▶ PAGE:
····················
" Osons un débat éclairé "

La recherche économique est particulièrement active en France

Alors que s’est ouvert l’appel à candidatures pour l’édition 2024 du Prix du Meilleur Jeune Économiste – la 25e – nous avons proposé à Agnès Bénassy-Quéré, première lauréate du prix en 2000, de se livrer à une rétrospective. Tour d’horizon de ce que nous dit ce Prix de la recherche économique en France.


Cet article est extrait du premier numéro de la revue Mermoz« Travail : rebattre les cartes ».


Depuis sa création, en 2000, le Prix du Meilleur Jeune Économiste a distingué un total de 88 économistes français de moins de 41 ans, dont 30 lauréats du Prix ( parfois co-lauréats ) et 58 nominés. La quasi-totalité d’entre eux ont poursuivi leur carrière académique tout en renforçant leurs liens avec les sujets de politique économique, dans des domaines aussi variés que la macroéconomie, l’économie du travail, la finance, la fiscalité, le commerce international, les inégalités, les politiques industrielles, l’économie du développement, l’économie de l’environnement et du dérèglement climatique, etc. Le Cercle peut s’enorgueillir d’avoir dès 2005 distingué Esther Duflo, qui allait recevoir le Prix Nobel en 2019, ainsi qu’Emmanuel Saez et Gabriel Zucman, tous deux lauréats ultérieurement de la médaille John Bates Clarke ; mais aussi Pierre-Olivier Gourinchas, futur Chef-économiste du Fonds monétaire international, et beaucoup d’autres économistes très impliqués dans la conception et l’évaluation des politiques économiques, notamment en France. Mention spéciale pour Philippe Martin, lauréat du Prix en 2002 aux côtés de Thomas Piketty. Philippe nous a éblouis tout au long de sa trop courte carrière par sa capacité à faire parler la recherche, à fédérer la profession, à insuffler un vent créatif et joyeux dans les travaux du Conseil d’analyse économique et autres cercles de réflexion, en France et en Europe.
····················
▶ CONSIGNE A: Indiquez si chacune de ces affirmations concorde avec l'article sur le Prix du Meilleur Jeune Économiste : (i) le prix a distingué 88 économistes depuis sa création ; (ii) Esther Duflo a été distinguée par le Cercle en 2010 ; (iii) Philippe Martin a été seul lauréat du prix en 2002. Pour chacune, répondez par oui ou non et citez mot pour mot les termes de l'article qui tranchent.
▶ CONSIGNE B: Résumez plus brièvement le paragraphe de l'article sur le Prix du Meilleur Jeune Économiste qui commence par « Depuis sa création », en gardant ses faits principaux.
▶ CONSIGNE C: Recopiez sans rien changer le passage de l'article sur le Prix du Meilleur Jeune Économiste qui s'ouvre sur les mots contenant "La recherche économique est" et se termine par "économique en France.".

Enregistrements de données
····················
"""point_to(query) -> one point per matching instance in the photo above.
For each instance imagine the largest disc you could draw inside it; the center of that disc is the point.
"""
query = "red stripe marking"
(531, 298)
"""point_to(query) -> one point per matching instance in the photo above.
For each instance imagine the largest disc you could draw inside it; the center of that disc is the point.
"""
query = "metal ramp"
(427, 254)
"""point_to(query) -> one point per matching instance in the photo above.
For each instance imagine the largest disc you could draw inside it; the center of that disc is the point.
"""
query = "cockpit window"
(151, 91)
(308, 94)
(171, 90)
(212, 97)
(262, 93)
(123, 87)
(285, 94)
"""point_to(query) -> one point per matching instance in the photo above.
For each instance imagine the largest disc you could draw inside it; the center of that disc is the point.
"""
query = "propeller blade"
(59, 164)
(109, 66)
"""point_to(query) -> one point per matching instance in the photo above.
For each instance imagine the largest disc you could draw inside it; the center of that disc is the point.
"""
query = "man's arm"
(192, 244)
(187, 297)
····················
▶ RÉPONSE COMPLÈTE A:
(i) Oui : « a distingué un total de 88 économistes français de moins de 41 ans »
(ii) Non : « dès 2005 distingué Esther Duflo »
(iii) Non : « lauréat du Prix en 2002 aux côtés de Thomas Piketty »

▶ RÉPONSE COMPLÈTE B: Depuis 2000, le Prix du Meilleur Jeune Économiste a distingué 88 économistes français de moins de 41 ans : 30 lauréats, parfois co-lauréats, et 58 nominés. Presque tous ont poursuivi une carrière académique en renforçant leurs liens avec la politique économique, dans des domaines très variés. Le Cercle a distingué dès 2005 Esther Duflo, Prix Nobel en 2019. Il a aussi distingué Emmanuel Saez et Gabriel Zucman, plus tard lauréats de la médaille John Bates Clarke, ainsi que Pierre-Olivier Gourinchas, futur Chef-économiste du Fonds monétaire international. Philippe Martin, lauréat en 2002 avec Thomas Piketty, reçoit une mention spéciale. Il est salué pour sa capacité à faire parler la recherche et à fédérer la profession. Il a aussi animé les travaux du Conseil d'analyse économique et d'autres cercles de réflexion, en France et en Europe.

▶ RÉPONSE COMPLÈTE C:
La recherche économique est particulièrement active en France

Alors que s’est ouvert l’appel à candidatures pour l’édition 2024 du Prix du Meilleur Jeune Économiste – la 25e – nous avons proposé à Agnès Bénassy-Quéré, première lauréate du prix en 2000, de se livrer à une rétrospective. Tour d’horizon de ce que nous dit ce Prix de la recherche économique en France.